— EXCERPT —
Installing GAG on a dual boot rig is no more difficult than it was on a straight Ubuntu box; only the numbers change slightly.
For this example, I put together a vanilla Windows 2000 partition and installed Xubuntu 6.10 from the alternate CD after it. If you have shared partitions or even more operating systems, you’ll have to adjust this appropriately.
I’m going to start from a completely blank hard drive.
First step is to install Windows as usual, partitioning only the space you want for Windows to reside in. For my example, I built a 6Gb (of a 20Gb hard drive) NTFS partition. Leave the remaining space blank and unpartitioned.
Next, install X/K/Ubuntu and let guided partition build its home. You’ll end up with /dev/hda2 as the root and home partition, and /dev/hda3 plus /dev/hda5 forming the logical swap partition.
Allow the installation procedure to write Grub to the master boot record, like it usually does.
On reboot, you can update or modify your system as you like. This is a normal, everyday dual boot system as it is. Take your time, there’s no need to hurry on to the next step.
Now let’s rewrite Grub to the root partition and put GAG in place.
Reboot your machine with the alternate (installation) CD in the drive. At the opening menu, pick “Rescue a broken system.”
When you’re asked for a root file system, use /dev/hda2. /dev/hda1 will be the Windows system you made earlier. Remember, if you’re using shared partitions or extra additional partitions, /dev/hda2 might not be your Ubuntu root.
From the ‘Rescue operations” menu, pick “Reinstall GRUB boot loader.”
For a destination, use /dev/hda2. Grub will install to that partition, and if all goes well, you’ll drop back into the “Rescue operations” menu.
From here, reboot. While rebooting, put your GAG CD in the drive.
When you reach the GAG start screen, pick 4 to install GAG. Select a keyboard and pick a language.
Next, press S to set up GAG. I delete the boot from disk option, but that’s because I’m using a laptop that doesn’t have a floppy drive. That one is up to you.
Press A to add an operating system. Let’s put Windows first, since it has the area closest to the drive center. Select option B for “07h OS/2 HPFS or Win-NT NTFS” … that would be your Windows partition.

— SET TASK 1 —
In two sentences, how would you summarize the GAG dual-boot guide?

— EXERCISE MATERIAL —
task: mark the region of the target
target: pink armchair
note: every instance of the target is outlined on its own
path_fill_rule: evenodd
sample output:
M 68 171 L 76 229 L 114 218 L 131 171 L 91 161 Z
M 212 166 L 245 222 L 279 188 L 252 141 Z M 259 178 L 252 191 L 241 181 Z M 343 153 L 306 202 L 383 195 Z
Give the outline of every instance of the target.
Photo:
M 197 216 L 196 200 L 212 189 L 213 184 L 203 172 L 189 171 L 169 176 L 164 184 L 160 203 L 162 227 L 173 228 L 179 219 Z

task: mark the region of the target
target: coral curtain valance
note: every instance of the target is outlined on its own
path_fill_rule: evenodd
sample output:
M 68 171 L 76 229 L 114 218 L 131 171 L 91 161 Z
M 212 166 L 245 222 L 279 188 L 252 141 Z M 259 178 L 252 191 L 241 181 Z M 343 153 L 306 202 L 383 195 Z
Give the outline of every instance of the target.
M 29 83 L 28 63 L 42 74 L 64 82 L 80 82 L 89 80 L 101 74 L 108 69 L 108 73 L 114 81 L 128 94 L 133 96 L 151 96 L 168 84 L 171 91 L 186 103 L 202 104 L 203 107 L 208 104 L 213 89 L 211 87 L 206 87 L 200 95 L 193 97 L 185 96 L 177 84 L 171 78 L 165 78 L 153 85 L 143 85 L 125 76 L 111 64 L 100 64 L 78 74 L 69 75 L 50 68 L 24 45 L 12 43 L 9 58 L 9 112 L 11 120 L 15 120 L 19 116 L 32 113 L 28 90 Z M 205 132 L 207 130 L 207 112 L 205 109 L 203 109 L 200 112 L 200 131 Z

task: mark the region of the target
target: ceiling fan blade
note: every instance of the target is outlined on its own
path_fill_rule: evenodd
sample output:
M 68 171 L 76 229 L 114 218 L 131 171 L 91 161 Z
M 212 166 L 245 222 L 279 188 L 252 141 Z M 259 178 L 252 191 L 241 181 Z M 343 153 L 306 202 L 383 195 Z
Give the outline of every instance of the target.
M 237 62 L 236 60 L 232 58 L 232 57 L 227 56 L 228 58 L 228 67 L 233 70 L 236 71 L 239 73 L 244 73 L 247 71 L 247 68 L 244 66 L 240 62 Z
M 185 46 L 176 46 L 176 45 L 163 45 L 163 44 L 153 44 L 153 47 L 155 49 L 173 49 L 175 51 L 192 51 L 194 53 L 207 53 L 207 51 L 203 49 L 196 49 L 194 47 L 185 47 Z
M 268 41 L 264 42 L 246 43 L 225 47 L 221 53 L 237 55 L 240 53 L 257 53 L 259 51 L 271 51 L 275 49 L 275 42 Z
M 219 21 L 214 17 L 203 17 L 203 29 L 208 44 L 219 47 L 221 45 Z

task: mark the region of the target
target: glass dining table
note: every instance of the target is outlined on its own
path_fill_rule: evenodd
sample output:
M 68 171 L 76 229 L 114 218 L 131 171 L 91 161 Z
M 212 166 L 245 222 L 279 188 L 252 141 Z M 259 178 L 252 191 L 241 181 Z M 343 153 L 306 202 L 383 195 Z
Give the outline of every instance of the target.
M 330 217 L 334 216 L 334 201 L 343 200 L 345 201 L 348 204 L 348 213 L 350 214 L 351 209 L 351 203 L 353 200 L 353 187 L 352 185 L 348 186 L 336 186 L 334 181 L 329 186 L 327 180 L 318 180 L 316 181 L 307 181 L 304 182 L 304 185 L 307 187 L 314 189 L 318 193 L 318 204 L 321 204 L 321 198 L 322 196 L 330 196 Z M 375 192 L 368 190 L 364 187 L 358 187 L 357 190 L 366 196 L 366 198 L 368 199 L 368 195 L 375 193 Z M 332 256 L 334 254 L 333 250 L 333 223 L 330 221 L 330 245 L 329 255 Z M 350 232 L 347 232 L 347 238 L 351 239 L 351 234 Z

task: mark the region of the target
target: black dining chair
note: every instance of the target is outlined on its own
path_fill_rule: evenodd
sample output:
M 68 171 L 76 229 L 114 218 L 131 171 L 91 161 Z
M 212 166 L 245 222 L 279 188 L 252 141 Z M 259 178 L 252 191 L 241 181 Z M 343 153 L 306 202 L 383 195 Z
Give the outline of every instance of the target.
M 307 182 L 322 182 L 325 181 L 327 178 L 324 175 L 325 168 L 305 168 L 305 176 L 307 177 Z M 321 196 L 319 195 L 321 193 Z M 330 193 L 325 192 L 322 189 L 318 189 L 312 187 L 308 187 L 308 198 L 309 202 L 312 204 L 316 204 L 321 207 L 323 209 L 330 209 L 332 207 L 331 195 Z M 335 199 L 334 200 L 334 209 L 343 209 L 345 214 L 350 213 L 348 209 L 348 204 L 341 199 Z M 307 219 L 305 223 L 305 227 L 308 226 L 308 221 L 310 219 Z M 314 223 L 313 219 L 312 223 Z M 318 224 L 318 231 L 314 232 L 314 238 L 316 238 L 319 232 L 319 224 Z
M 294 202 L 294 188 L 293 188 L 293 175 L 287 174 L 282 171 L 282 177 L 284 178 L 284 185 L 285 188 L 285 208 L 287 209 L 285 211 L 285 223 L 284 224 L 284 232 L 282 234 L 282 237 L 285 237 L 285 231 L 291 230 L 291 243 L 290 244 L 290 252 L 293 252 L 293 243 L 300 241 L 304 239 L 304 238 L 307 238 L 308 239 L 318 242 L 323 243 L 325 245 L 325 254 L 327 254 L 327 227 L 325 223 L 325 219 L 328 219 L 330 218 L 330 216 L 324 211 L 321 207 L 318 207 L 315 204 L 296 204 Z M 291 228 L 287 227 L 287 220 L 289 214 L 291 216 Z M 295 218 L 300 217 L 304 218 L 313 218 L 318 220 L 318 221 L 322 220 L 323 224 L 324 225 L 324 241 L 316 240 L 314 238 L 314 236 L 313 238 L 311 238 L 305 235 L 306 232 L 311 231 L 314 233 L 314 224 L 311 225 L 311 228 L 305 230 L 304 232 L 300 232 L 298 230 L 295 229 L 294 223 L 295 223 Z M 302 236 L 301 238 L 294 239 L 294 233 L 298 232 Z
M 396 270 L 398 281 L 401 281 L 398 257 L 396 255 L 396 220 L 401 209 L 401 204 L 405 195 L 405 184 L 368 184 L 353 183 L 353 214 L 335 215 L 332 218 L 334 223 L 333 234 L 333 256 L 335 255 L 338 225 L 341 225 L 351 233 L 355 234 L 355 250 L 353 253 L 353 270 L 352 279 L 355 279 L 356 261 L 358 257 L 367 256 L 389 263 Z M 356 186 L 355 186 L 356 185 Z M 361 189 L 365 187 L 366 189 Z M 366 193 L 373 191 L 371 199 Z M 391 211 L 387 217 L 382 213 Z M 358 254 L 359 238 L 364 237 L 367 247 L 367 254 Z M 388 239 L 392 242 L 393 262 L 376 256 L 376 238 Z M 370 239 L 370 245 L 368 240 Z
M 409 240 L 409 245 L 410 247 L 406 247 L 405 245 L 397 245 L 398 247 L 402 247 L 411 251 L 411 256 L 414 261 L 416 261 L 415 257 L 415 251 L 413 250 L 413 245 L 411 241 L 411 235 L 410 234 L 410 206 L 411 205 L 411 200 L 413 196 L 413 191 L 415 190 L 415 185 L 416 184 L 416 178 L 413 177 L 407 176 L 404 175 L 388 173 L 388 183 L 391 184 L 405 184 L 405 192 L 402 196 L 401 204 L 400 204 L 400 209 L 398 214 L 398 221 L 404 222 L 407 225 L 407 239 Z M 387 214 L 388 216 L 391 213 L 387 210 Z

— SET TASK 2 —
Which lines of the rows contain the word "dining"? Report each such line in full.

— EXPECTED OUTPUT 1 —
Setting up the dual-boot system means installing Windows on a partition of its own, then installing X/K/Ubuntu in the remaining unpartitioned space and letting Grub write to the master boot record as usual. Grub is then reinstalled to the Ubuntu root partition through the alternate CD's rescue option, and the GAG CD is used to install and set up GAG, adding Windows as the first operating system.

— EXPECTED OUTPUT 2 —
target: glass dining table
target: black dining chair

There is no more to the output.